▸ PROMPT
Return each entry below word for word, leaving out any image.

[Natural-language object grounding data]
================================

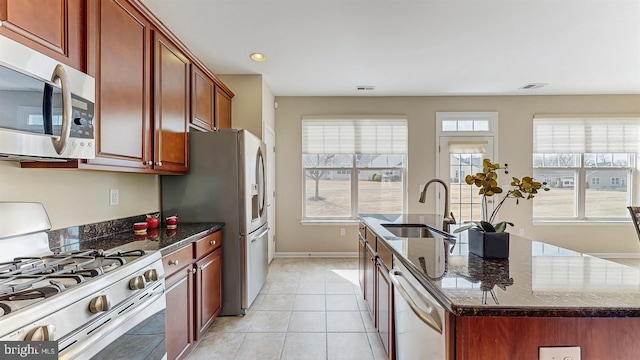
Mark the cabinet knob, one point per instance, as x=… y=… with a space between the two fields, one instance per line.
x=137 y=283
x=42 y=333
x=99 y=304
x=151 y=275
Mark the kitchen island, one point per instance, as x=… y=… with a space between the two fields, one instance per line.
x=542 y=296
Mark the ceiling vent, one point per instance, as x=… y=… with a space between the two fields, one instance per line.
x=533 y=86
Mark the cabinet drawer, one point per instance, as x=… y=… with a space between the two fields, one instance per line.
x=363 y=230
x=208 y=243
x=177 y=260
x=385 y=255
x=371 y=238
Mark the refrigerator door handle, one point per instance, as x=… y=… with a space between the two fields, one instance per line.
x=261 y=234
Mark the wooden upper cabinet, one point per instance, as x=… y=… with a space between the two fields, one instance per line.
x=121 y=35
x=223 y=109
x=55 y=28
x=171 y=110
x=202 y=100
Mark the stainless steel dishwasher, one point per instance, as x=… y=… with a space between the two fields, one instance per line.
x=419 y=318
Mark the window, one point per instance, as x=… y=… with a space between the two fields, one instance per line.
x=588 y=163
x=352 y=166
x=464 y=140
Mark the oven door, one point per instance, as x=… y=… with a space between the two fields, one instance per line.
x=133 y=330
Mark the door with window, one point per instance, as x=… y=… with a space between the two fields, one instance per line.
x=459 y=157
x=464 y=140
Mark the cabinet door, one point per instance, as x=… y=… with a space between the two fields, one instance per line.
x=171 y=115
x=123 y=108
x=384 y=307
x=208 y=291
x=369 y=281
x=202 y=100
x=179 y=313
x=53 y=27
x=223 y=109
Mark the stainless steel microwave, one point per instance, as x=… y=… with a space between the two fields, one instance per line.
x=46 y=108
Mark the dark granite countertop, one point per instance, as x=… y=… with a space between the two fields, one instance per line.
x=538 y=279
x=117 y=233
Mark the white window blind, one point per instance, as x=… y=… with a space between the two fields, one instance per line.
x=586 y=134
x=354 y=136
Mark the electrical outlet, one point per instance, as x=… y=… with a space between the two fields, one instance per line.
x=114 y=197
x=559 y=353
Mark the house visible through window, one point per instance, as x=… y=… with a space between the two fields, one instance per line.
x=589 y=164
x=352 y=166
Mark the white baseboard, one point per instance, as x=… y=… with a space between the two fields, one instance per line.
x=617 y=255
x=316 y=254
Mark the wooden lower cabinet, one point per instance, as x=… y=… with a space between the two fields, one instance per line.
x=480 y=338
x=179 y=312
x=374 y=262
x=194 y=293
x=384 y=302
x=209 y=291
x=370 y=281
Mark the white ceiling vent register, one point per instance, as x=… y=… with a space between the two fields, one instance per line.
x=533 y=86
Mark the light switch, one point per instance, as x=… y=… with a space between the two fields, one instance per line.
x=559 y=353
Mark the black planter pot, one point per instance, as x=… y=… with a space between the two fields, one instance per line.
x=489 y=245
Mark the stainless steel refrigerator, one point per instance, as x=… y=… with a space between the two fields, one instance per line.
x=226 y=182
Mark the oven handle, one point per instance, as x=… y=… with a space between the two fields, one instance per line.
x=430 y=315
x=59 y=144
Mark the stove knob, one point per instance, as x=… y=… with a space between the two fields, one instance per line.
x=151 y=275
x=41 y=333
x=99 y=303
x=137 y=283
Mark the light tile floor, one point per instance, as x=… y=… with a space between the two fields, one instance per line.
x=309 y=308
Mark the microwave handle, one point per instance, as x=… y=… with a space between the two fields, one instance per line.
x=59 y=144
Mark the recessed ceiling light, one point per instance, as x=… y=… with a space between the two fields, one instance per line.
x=258 y=57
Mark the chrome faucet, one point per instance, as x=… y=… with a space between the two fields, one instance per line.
x=449 y=219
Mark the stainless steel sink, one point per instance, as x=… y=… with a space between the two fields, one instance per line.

================================

▸ YOUR RESPONSE
Mark the cabinet knob, one point per instance, as x=… y=… with a space between the two fields, one instance per line.
x=137 y=283
x=42 y=333
x=99 y=304
x=151 y=275
Mark the kitchen island, one point per instance, as x=… y=… with a space between the two fields, one instance per line.
x=542 y=296
Mark the ceiling vent, one point per instance, as x=… y=… with a space between the two fields, one instance per line.
x=533 y=86
Mark the cabinet drawer, one point per instance, as x=… y=… with a space between the two fields, one instance per line.
x=363 y=230
x=208 y=243
x=177 y=260
x=385 y=255
x=371 y=238
Mark the refrigerator door handle, one point per instance, as x=… y=… with a space between the two fields, one instance per line.
x=261 y=234
Mark the wooden upper cabinet, one point per instance, as x=… y=… with a space between the two fields, one instance per line.
x=121 y=35
x=223 y=109
x=55 y=28
x=171 y=110
x=202 y=100
Mark the stainless steel dishwasher, one point per instance, as x=… y=… with a space between the two fields, one instance per line.
x=419 y=318
Mark the window, one point per instance, as x=… y=… with a space between the two fields, one instance per line.
x=588 y=163
x=352 y=166
x=464 y=140
Mark the oven door, one point per instance, as x=… y=… with a space between the two fields, one instance per line.
x=133 y=330
Mark the door with window, one point per instance, as x=… y=… with a space between the two fields, one instance per line.
x=459 y=157
x=464 y=140
Mark the cabinet door, one point per instance, as x=… y=… with a space between the two fields, one instance per line.
x=171 y=115
x=123 y=108
x=384 y=307
x=208 y=291
x=369 y=281
x=202 y=100
x=179 y=313
x=53 y=27
x=223 y=109
Mark the stainless steel microwave, one point per instance, as x=… y=… with a space between the two fields, one instance per line.
x=46 y=108
Mark the dark granite countertop, one point per instance, as x=… y=… with a space between the two fields, one instance per line.
x=538 y=279
x=117 y=233
Mark the white window blind, one point per instance, as x=… y=… with a space between the two fields, one instance per line.
x=586 y=134
x=354 y=136
Mark the electrical outlet, one point per instance, as x=… y=… with a space between the two fields, one instance per line.
x=114 y=197
x=559 y=353
Mark the house visible through window, one point per instance, as x=… y=… with a space between the two fields, one instance per line.
x=589 y=164
x=352 y=166
Mark the white baseboard, one point per instance, as x=… y=… with a space between the two fields, one instance per line.
x=617 y=255
x=316 y=254
Mark the wooden lower cabinet, one point per instance, as x=… y=… with a space between the two fields, one instance per line.
x=480 y=338
x=179 y=312
x=374 y=262
x=194 y=293
x=384 y=302
x=209 y=291
x=370 y=281
Mark the white ceiling vent register, one point per instance, as x=… y=… with a space between the two fields, one instance per line.
x=533 y=86
Mark the light switch, one point per instance, as x=… y=… with a space between the two fields, one instance per line.
x=559 y=353
Mark the black planter pot, one point per instance, as x=… y=… with a space between the two fields, one instance per line.
x=489 y=245
Mark the stainless steel refrigerator, one point per instance, as x=… y=… with a space between the two fields, one instance per line.
x=226 y=182
Mark the oven handle, one point per instance, as x=… y=… with a space between the two fields, one instance per line.
x=430 y=315
x=59 y=144
Mark the stove knob, one point per instance, as x=… y=… with a space between the two fields, one instance per line.
x=151 y=275
x=41 y=333
x=99 y=303
x=137 y=283
Mark the light tile floor, one point per instance, as x=… y=… with a space between the two fields, one instance per line.
x=309 y=308
Mark the microwave handle, one point per instance, as x=… y=… with a space between the two fields, one instance per line.
x=59 y=144
Mark the recessed ceiling light, one point per instance, as x=… y=… with a space between the two fields, one instance per line.
x=258 y=57
Mark the chrome faucet, one point per instance, as x=… y=… with a space between the two fields, one instance per line.
x=449 y=219
Mark the stainless steel sink, one point per instance, as x=… y=… with a space between the two fields, one instance per line.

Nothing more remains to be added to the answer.